_Selected excerpt_:
========================
Understanding Mechanical Keyboard USB Cable Parts

Correctly selecting your custom USB cables parts can be a daunting task for first timers looking at a variety of options in the store. Fully grasping what parts go where or what connectors you need can be confusing at first. With so many options to select from and all sorts of customizable accessories that add a little extra flare it can make the process tricky. Whether you’re attempting your first DIY kit, or trying to select the right cable parts for the pre-built options this will help break it all down for those just entering into the customized keyboard world. So let’s go over all the cable parts, what they do, and where they go in the assembly process. Keep in mind this is not a DIY tutorial, simply an explanation of all the parts in our USB cable build. If you want step-by-step instructions on how to assemble everything, check out our YouTube tutorial videos or check out the blog for future posts on building a DIY kit. 

So let’s take a look at all the parts of a keyboard USB cable:

1: Cable – 28 AWG wiring

2: Paracord (inner sleeve)

3: Techflex (outer sleeving)

4: Quick Disconnect
5: USB Host (typically USB-A)

6: USB Device (USB-C, USB-Mini, USB-Micro)

7: Heatshrink 

USB keyboard cable with indications of what each part is

1. Cable – 28 AWG wire

This 4 core wiring is standard for most mechanical keyboard USB cables, it provides power and signal to your keyboard. There are larger versions of this cable for more power heavy devices but this particular wiring covers just about every single keyboard on the market right now. Basically everything in the kit wraps around this wire to create your cable so this is always the first part you start with.

2. Paracord (Inner Sleeve)

Paracord is commonly used as the initial sleeving for most keyboard cables. This nylon wrapping will be the base colour of every cable.   

3. Techflex (Outer Sleeve)
========================
_Request 1_: According to the guide to keyboard USB cable parts, what does the 28 AWG wiring provide to the keyboard?

_Stored records_:
========================
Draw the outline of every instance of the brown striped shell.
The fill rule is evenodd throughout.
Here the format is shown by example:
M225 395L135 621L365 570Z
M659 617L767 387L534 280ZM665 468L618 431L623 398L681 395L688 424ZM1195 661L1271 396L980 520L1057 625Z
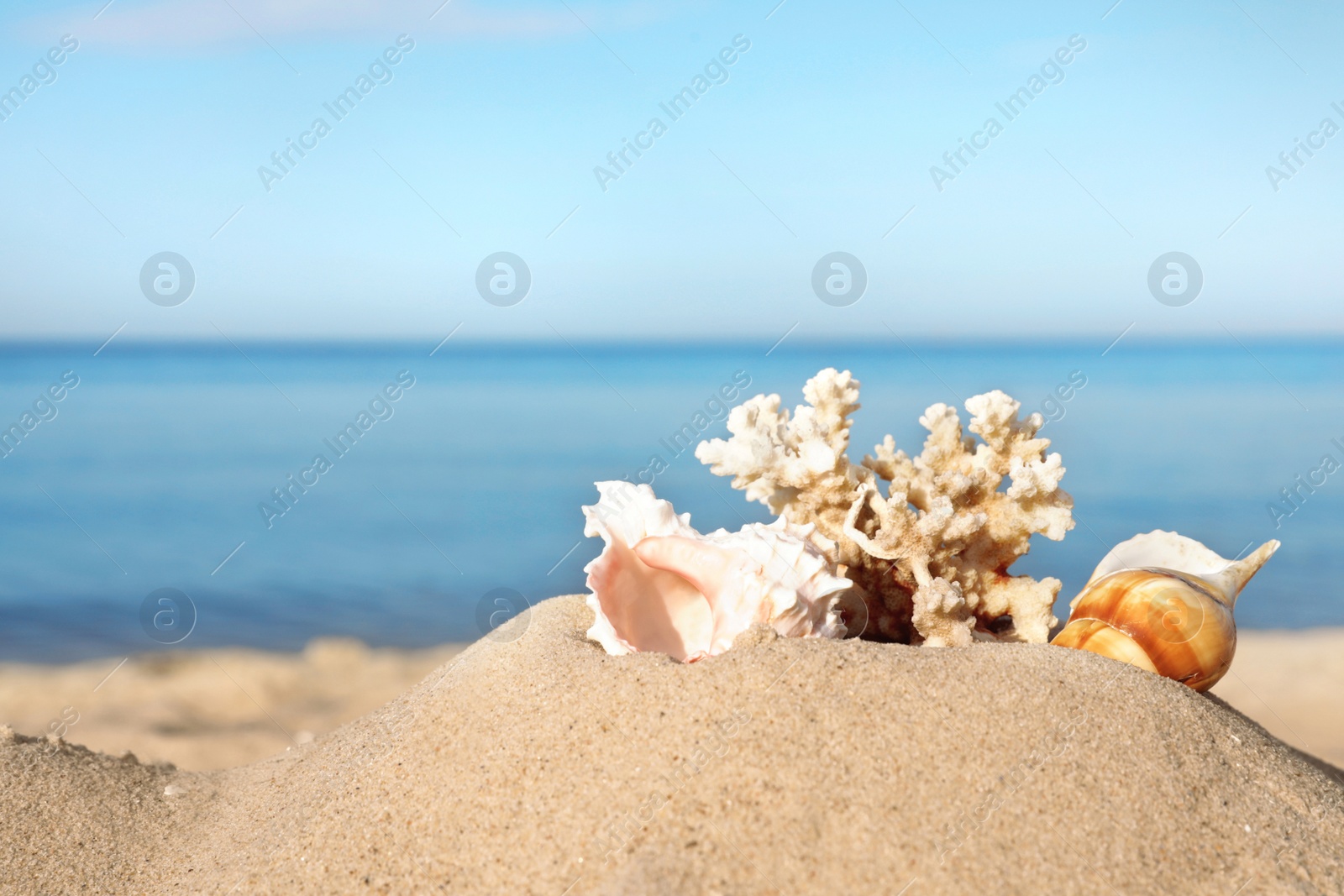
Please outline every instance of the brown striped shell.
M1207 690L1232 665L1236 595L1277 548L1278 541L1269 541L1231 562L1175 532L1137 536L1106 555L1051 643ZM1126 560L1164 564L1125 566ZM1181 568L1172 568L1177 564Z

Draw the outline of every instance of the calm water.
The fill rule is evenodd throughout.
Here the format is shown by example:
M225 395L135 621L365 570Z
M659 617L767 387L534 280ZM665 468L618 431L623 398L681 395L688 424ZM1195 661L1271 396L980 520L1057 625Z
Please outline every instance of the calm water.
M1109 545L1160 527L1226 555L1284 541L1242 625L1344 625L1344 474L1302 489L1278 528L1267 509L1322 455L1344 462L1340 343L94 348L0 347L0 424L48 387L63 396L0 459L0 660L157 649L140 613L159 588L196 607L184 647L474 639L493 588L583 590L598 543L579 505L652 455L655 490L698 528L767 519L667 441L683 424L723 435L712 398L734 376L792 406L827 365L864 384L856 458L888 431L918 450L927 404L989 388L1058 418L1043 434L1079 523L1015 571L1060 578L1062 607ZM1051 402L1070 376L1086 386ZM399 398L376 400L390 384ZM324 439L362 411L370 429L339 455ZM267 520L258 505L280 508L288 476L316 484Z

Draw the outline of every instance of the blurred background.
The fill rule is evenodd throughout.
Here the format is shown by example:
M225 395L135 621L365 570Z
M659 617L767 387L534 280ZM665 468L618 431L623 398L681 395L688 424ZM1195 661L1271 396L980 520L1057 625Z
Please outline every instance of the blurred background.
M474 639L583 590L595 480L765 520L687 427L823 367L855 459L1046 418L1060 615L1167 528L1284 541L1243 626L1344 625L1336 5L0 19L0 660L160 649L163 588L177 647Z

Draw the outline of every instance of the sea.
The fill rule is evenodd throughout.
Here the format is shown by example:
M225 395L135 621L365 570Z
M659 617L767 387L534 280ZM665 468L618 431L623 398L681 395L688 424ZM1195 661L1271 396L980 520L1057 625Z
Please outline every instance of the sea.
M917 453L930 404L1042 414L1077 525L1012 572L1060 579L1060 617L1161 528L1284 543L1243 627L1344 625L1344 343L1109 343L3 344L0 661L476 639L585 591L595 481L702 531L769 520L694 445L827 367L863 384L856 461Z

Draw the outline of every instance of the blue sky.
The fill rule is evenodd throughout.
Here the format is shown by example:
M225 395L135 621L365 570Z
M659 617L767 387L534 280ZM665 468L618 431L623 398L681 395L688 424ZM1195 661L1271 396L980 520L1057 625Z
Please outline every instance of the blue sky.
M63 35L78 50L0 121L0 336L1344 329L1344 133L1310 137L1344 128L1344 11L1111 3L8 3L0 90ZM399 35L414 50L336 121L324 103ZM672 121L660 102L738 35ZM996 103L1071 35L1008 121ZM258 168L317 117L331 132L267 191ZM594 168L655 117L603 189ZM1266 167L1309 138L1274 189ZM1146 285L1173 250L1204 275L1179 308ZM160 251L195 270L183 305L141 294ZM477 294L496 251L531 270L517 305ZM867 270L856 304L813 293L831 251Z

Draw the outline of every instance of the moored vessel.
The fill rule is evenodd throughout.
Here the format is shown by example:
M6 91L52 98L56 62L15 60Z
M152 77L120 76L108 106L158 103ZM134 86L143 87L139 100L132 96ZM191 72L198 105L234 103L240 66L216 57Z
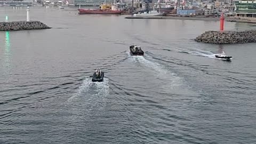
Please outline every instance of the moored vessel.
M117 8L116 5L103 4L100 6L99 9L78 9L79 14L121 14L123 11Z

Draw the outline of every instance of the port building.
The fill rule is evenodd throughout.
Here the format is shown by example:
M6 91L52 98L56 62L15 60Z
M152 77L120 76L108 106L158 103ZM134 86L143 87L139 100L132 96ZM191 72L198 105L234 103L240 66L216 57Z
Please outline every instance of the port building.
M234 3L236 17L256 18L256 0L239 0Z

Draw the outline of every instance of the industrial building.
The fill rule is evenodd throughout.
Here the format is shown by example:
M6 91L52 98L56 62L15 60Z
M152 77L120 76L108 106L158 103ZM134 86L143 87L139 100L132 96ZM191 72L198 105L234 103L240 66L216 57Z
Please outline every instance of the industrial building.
========================
_Request 2_: From the records, copy out word for word the lines beginning at the one that contains "Draw the outline of every instance of the blurred" and ending after the one that contains "M917 453L930 404L1042".

_Result 1_: Power and signal.

_Result 2_:
Draw the outline of every instance of the blurred background.
The fill rule is evenodd throughout.
Here the format is shown by example:
M225 395L135 621L365 570Z
M659 617L767 387L534 280ZM665 468L618 431L623 398L681 395L688 424ZM1195 661L1271 396L980 520L1057 625Z
Please outline every instance of the blurred background.
M474 639L583 590L595 480L765 520L687 427L823 367L855 459L1046 418L1060 615L1167 528L1284 541L1243 626L1344 625L1336 5L0 19L0 660L160 649L163 588L177 647Z

Draw the outline of every instance of the sea.
The fill rule is evenodd throughout.
Here the format is shown by example:
M225 395L135 621L365 570Z
M659 617L767 387L534 280ZM665 468L618 431L623 398L681 395L688 424ZM1195 661L1271 396L980 520L1057 625Z
Please outline every instance of the sea.
M917 453L930 404L1042 414L1077 525L1012 572L1060 579L1060 617L1161 528L1284 543L1243 627L1344 625L1344 343L1109 343L3 344L0 661L476 639L585 591L595 481L702 531L769 520L694 445L827 367L863 384L856 461Z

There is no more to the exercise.